## Records contained in a dataset
* * *
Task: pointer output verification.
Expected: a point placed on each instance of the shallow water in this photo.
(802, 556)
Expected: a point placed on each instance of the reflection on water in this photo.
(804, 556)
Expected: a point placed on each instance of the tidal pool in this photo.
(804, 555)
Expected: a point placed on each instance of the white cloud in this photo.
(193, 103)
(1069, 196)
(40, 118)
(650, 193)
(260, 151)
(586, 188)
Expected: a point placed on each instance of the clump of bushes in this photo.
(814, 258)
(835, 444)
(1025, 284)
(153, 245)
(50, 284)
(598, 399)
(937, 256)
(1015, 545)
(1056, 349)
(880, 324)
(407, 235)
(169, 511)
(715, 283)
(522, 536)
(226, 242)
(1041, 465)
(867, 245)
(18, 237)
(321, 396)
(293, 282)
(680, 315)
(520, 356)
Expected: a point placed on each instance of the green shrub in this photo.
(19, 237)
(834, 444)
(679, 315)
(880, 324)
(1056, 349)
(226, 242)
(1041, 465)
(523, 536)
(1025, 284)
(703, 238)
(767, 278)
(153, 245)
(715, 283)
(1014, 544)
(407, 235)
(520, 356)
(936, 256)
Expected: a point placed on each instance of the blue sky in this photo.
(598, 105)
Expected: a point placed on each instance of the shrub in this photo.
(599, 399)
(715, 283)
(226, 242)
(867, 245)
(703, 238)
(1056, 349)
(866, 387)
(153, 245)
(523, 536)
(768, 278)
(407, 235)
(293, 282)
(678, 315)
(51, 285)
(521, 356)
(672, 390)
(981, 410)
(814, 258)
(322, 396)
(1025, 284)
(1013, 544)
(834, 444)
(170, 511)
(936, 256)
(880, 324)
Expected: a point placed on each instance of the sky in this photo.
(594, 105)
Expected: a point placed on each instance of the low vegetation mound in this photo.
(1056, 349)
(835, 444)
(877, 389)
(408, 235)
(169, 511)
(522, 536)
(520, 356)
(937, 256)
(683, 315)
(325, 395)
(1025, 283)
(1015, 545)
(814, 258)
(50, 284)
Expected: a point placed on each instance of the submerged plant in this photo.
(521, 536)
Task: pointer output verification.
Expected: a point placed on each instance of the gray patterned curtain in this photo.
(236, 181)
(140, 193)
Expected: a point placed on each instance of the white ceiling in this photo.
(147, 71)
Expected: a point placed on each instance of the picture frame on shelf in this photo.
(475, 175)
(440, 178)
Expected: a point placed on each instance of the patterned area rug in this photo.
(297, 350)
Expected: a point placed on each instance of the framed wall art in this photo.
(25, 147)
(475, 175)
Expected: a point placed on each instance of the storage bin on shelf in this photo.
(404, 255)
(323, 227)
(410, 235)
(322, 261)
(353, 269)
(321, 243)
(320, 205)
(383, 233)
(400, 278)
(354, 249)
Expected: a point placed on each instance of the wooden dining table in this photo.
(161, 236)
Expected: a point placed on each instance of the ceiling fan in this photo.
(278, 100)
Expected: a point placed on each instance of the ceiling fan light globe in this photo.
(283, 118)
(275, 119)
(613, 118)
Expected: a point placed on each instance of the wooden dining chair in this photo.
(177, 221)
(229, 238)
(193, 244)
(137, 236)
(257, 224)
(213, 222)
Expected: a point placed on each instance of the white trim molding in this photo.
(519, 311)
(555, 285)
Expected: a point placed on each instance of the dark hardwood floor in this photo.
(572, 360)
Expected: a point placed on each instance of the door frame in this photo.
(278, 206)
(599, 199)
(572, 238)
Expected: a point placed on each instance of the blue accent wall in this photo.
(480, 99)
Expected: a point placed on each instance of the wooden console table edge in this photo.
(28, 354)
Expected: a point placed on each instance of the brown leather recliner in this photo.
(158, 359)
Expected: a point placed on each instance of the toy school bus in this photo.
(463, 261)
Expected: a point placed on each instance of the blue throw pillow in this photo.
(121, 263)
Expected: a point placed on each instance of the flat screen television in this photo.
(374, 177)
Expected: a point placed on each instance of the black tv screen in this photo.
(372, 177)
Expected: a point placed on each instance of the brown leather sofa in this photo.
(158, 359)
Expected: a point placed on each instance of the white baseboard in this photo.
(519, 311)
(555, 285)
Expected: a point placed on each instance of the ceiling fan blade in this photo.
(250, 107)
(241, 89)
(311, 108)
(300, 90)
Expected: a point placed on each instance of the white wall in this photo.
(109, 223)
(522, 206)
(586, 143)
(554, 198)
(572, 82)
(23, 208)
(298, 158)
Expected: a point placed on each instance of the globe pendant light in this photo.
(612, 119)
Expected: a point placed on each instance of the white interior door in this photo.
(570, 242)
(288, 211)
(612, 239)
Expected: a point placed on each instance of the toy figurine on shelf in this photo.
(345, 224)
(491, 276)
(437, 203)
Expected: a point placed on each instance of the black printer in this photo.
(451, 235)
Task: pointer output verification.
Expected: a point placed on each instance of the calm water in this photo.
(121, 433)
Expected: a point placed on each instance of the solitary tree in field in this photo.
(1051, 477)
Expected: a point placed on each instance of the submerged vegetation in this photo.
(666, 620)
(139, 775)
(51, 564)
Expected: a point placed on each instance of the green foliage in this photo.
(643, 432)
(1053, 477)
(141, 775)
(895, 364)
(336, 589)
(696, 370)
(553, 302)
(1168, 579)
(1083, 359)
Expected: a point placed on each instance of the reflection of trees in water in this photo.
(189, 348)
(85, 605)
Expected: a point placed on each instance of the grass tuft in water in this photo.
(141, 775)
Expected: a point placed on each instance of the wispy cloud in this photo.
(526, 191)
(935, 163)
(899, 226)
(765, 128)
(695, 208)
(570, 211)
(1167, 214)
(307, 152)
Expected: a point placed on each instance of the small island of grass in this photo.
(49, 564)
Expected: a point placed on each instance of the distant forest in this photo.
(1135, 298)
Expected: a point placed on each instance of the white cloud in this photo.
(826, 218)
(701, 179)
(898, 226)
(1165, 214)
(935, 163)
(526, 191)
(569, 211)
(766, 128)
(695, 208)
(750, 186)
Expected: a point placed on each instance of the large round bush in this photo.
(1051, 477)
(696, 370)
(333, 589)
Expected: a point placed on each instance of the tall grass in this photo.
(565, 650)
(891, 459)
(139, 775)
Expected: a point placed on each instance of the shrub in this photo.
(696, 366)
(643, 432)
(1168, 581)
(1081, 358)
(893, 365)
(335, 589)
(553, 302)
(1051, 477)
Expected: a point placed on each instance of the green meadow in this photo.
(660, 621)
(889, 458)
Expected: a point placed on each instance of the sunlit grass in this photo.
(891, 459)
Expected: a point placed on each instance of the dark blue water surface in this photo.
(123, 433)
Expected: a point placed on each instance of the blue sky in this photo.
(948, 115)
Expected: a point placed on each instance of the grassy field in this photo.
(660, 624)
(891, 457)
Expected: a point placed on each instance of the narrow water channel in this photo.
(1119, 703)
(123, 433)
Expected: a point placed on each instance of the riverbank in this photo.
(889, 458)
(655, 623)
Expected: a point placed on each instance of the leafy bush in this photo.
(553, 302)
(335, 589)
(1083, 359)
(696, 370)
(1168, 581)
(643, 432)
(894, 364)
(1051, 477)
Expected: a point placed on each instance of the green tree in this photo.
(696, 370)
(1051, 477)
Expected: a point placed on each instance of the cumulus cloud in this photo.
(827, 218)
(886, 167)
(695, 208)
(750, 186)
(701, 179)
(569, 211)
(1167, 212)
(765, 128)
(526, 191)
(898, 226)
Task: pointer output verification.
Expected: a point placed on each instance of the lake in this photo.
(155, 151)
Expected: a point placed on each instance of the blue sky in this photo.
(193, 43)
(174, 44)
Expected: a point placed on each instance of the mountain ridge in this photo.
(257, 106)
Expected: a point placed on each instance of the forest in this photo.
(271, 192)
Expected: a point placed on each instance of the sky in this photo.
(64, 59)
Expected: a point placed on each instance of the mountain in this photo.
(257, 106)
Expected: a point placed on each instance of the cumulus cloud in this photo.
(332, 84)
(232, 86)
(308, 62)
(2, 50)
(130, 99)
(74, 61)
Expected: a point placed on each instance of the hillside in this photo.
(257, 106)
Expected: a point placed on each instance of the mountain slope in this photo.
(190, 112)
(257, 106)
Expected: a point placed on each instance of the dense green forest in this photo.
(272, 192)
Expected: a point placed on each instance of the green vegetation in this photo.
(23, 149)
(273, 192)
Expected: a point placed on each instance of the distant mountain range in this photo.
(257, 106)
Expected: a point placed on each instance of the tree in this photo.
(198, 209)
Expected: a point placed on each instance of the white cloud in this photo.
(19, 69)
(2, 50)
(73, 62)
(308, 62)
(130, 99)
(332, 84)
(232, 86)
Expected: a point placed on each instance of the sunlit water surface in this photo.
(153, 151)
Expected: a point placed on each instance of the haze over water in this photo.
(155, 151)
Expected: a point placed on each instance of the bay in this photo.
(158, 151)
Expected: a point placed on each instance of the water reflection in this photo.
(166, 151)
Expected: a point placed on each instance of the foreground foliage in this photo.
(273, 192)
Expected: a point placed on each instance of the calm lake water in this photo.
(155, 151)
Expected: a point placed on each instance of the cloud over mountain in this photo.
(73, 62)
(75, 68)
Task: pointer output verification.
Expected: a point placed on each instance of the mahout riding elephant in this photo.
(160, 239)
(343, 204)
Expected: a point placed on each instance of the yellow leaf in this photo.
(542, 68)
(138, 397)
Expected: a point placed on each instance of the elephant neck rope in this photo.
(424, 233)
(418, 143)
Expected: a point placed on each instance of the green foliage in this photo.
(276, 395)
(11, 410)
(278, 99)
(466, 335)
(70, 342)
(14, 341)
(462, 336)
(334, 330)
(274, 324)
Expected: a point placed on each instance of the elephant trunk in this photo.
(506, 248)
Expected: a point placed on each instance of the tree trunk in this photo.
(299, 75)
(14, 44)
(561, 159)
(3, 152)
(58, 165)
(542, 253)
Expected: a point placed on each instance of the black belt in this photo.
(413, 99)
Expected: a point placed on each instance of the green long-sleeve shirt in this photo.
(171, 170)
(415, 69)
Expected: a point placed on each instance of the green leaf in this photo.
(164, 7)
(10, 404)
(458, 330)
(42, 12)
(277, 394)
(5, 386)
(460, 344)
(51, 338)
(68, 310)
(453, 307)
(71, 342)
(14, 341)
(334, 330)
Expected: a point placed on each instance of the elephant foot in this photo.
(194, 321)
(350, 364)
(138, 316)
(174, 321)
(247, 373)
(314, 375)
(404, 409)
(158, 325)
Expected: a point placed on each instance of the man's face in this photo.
* * *
## Exercise goal
Your task is to retype, exactly and only, the lines from the one with "Expected: a point placed on each instance of the tree trunk" through the final line above.

## Task result
Expected: a point placed on each instance of the tree trunk in this photo.
(299, 75)
(14, 44)
(561, 159)
(3, 152)
(58, 165)
(542, 253)
Expected: a point placed on each instance of the black belt in this photo.
(413, 99)
Expected: a point placed on each instance of the green long-sleeve shirt in this photo.
(171, 170)
(415, 69)
Expected: a point placed on each instance of the green leaf in this photo.
(164, 7)
(10, 404)
(458, 330)
(42, 12)
(277, 394)
(5, 386)
(460, 344)
(51, 338)
(68, 310)
(453, 307)
(71, 342)
(14, 341)
(334, 330)
Expected: a point placed on each instance of the elephant foot in this photo.
(194, 321)
(350, 364)
(138, 316)
(174, 321)
(247, 373)
(314, 375)
(404, 409)
(158, 325)
Expected: a point placed on each instance of the man's face in this photo.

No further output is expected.